AIM OF THE EXERCISE:
Show each line of the data below that contains the word "flower", copied in full. Case counts.

ENTRIES SUPPLIED:

++++++

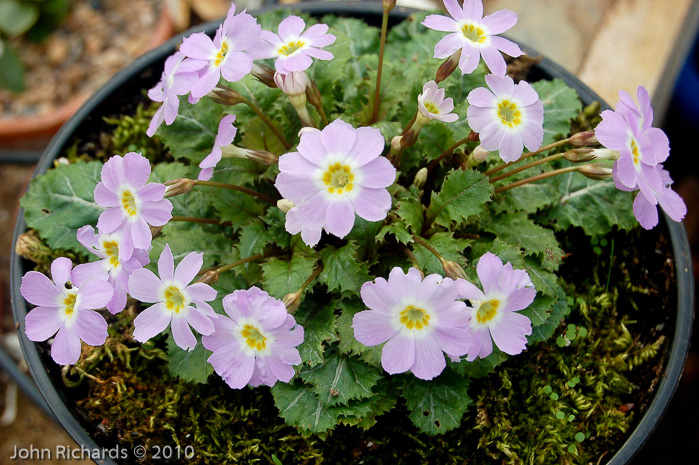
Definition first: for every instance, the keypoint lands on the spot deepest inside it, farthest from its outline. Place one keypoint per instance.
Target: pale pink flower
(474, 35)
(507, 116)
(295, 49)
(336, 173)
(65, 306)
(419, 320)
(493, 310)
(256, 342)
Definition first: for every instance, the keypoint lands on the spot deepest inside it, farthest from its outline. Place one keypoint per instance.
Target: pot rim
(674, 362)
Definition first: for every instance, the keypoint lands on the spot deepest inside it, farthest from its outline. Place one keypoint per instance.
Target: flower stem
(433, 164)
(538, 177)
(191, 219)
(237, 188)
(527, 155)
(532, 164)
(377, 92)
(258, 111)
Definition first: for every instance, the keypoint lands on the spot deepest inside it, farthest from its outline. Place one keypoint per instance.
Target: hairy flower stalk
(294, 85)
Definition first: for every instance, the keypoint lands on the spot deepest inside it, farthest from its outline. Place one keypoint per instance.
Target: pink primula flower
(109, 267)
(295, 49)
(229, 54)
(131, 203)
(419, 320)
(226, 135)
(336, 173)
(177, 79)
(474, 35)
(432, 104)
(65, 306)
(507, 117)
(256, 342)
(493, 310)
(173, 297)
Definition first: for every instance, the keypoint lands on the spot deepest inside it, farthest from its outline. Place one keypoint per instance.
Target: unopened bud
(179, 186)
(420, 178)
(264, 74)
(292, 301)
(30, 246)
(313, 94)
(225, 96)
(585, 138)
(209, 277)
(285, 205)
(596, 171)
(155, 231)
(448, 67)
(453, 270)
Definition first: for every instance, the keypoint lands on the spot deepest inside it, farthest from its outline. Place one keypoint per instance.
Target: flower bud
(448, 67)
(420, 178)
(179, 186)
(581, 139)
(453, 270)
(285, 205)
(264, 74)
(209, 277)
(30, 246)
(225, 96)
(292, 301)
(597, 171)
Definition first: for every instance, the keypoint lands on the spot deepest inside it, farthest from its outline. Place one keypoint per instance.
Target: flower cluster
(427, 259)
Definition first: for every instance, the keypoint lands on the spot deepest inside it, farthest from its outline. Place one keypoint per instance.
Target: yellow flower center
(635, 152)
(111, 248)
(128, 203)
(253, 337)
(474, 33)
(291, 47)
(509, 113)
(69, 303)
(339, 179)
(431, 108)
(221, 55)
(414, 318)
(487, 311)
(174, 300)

++++++

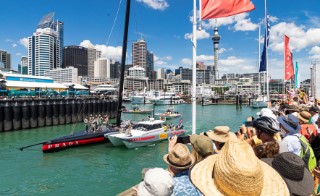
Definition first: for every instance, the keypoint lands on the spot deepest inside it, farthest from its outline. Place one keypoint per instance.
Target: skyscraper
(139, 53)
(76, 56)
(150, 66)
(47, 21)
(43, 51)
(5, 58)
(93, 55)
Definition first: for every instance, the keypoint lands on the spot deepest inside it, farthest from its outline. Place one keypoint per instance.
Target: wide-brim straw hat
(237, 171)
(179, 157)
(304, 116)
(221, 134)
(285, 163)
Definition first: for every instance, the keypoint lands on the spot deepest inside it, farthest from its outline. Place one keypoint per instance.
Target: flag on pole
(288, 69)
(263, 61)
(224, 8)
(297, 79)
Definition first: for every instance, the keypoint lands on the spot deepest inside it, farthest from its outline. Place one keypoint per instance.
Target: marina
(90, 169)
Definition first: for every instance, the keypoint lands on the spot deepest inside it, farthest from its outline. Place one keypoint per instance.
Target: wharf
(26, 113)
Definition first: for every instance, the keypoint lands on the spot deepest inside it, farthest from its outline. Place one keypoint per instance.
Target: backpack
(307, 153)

++++++

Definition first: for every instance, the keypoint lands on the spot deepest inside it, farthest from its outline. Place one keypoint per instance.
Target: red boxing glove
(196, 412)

++++++

TASK SOLUTION:
Target: pale pink flower
Target: flower stem
Target: hairy flower stalk
Target: pink primula flower
Target: flower bud
Target: flower cluster
Target: yellow flower center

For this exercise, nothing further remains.